In this presentation we focus on Secwépemc sense of place as tmicw – our homeland as it refers to geographic place, but also embodies humans, plants, animals and their interactions as sentient beings in the landscape. As a cultural, historical and spiritual landscape it is a storied landscape whose meaning derives from the deeds or experiences of our ancestors marked on the land, what we call stsq̓ey̓: The way our land was marked for us by our ancestors, still visible in features of the postglacial landscape itself, in pictographs and rock formations, but also commemorated in stsptekwll (oral narrative) and place-naming.  For us as Secwépemc, stsq̓ey̓ furthermore articulates these ancestral deeds as our Indigenous law,  our legitimate possession to land, our rights. Based on these concepts of sentient and history-laden landscape, we discuss the implications that dispossession and irreversible changes to landscape have had, and will have for Secwepemc people.

§ **GIVEN INFORMATION**:
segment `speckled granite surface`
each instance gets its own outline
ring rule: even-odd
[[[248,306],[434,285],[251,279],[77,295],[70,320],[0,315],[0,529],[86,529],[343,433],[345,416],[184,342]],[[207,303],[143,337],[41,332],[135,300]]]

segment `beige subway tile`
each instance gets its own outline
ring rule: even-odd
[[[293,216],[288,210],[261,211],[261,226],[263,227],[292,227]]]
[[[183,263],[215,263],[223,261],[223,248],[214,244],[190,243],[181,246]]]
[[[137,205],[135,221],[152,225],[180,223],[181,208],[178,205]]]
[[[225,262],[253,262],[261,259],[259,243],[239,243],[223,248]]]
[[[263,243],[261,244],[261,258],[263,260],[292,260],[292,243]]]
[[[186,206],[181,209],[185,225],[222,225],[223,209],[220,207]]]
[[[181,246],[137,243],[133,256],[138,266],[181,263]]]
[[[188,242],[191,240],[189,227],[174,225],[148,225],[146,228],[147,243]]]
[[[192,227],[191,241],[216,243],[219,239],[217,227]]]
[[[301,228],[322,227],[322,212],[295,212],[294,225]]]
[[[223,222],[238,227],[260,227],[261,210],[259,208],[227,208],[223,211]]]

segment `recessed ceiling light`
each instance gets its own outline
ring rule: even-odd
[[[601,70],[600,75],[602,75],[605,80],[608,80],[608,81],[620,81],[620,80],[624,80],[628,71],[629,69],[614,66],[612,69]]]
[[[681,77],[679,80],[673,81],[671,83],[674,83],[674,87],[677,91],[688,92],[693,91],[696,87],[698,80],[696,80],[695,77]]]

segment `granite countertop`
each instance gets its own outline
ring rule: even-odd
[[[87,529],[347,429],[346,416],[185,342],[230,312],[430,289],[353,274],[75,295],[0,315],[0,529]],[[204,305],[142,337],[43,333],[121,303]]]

§ **EXERCISE**: Shorten the paragraph that begins "In this presentation we focus" in the passage on Secwépemc sense of place, keeping its main facts.

§ **OUTPUT OF THE TASK**: This presentation looks at the Secwépemc sense of place as tmicw, our homeland. Tmicw means geographic place, but it also includes humans, plants, animals and their interactions as sentient beings. It is a storied landscape that gets its meaning from stsq̓ey̓, the ways our ancestors marked the land. These marks are still visible in the postglacial landscape, pictographs and rock formations, and are remembered in stsptekwll (oral narrative) and place names. Stsq̓ey̓ also expresses these ancestral deeds as our Indigenous law, our rightful possession of land and our rights. From these ideas, we discuss how dispossession and irreversible changes to the landscape have affected, and will affect, Secwépemc people.